■ SOURCE ■
So I am twenty and am living at home currently. I was going to more out with my good friend into a two bedroom that we just found for about 1500 a month. The thing is I have been thinking about it and dont know if I can afford it. Also I still am in a bit of debt with my parents. I just feel like I need a change and like moving out would help me be more independent even though my parents said I can still stay at home for a little while. Should I take the chance and move out and hope this money thing works or stay at home for a few months and save money and end up living with people I dont know?
If you know you can't afford it, don't do it! Don't get yourself in over your head in this (sucky) economic climate. I know you want your independence, but if you're feeling uneasy about your decision to move out right now, don't do it.
I think the important thing is 'budget'... Hoping the money thing works out is a bit of a risky strategy in this day and age. 1500 a month is probably only the tip of the iceberg when you take into account things like utility bills, grocery shopping, insurance, repairs.... If you've got the opportunity to live rent-free and clear your debts then grab it with both hands. Credit is getting more expensive and property is getting cheaper by the day so you lose nothing by delaying for six months.
Yeah, I would wait too. Save, save, save and pay your debt back. Go to school if you have the opportunity. As you're saving, keep an eye on the housing and rental market. You'll have time to see plenty of houses and can wait for the perfect one to come around and you won't have the same money issues. By the time you're ready to move, maybe you can get a place by yourself and have a chunk of money for a down payment...who knows?
If your pal moves on his/her own, maybe you'll have a place to hang out every now and then. Your responsibilities at this age alone are helping to develop your independence from mom and dad. Just work towards it by checking off your smaller goals and getting yourself into a stable financial place.
It would be really unfair to your friend to get a place together and then find out that you can't afford your part of the expenses.
Try this--- Add up all of the money you would pay in rent, utilities, phone, cable TV, internet, etc. PLUS your food bill, PLUS all of the little things you would need to buy to live on your own (bed, linens, night stand, living room furiture, plates, kitchen stuff, etc) Take the total amount of the monthly expenses and say 1/4 of the other items and start paying that to your parents to pay off your debt. If after 4 months you have paid off all of your debt (and haven't incurred more) maybe you should move out! Otherwise, keep paying off your debt and once that is over, start building a fund so you WILL be able to afford to move out! Good luck! Enjoy living with your parents.... if you want to feel more independant, start making THEM dinner once or twice a week, do yardwork without being asked, cleaning up THEIR messes, doing THEIR laundry, and generally helping out more! You will feel better about living there and they will develop more respect for you.

■ DATASET EXTRACT ■
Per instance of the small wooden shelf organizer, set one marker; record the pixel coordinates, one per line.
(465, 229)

* * *

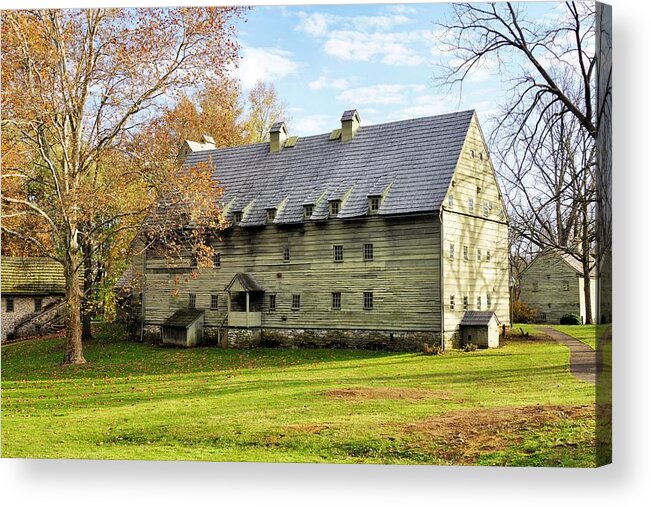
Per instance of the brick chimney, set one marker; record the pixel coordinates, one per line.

...

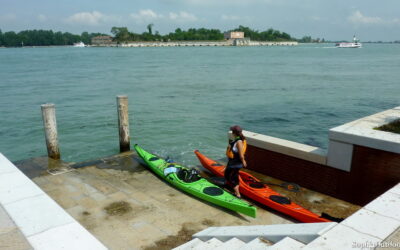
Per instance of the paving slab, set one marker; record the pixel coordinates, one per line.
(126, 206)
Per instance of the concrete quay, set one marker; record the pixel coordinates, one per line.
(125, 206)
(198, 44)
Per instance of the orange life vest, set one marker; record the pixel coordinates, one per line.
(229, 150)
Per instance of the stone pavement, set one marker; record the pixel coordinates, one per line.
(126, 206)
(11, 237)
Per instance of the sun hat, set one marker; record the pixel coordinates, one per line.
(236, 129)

■ GOAL ■
In the thread on moving out, translate this sentence into Spanish: "Credit is getting more expensive and property is getting cheaper by the day so you lose nothing by delaying for six months."

■ FULL SOLUTION ■
El crédito se está encareciendo y la vivienda se está abaratando día a día, así que no pierdes nada con esperar seis meses.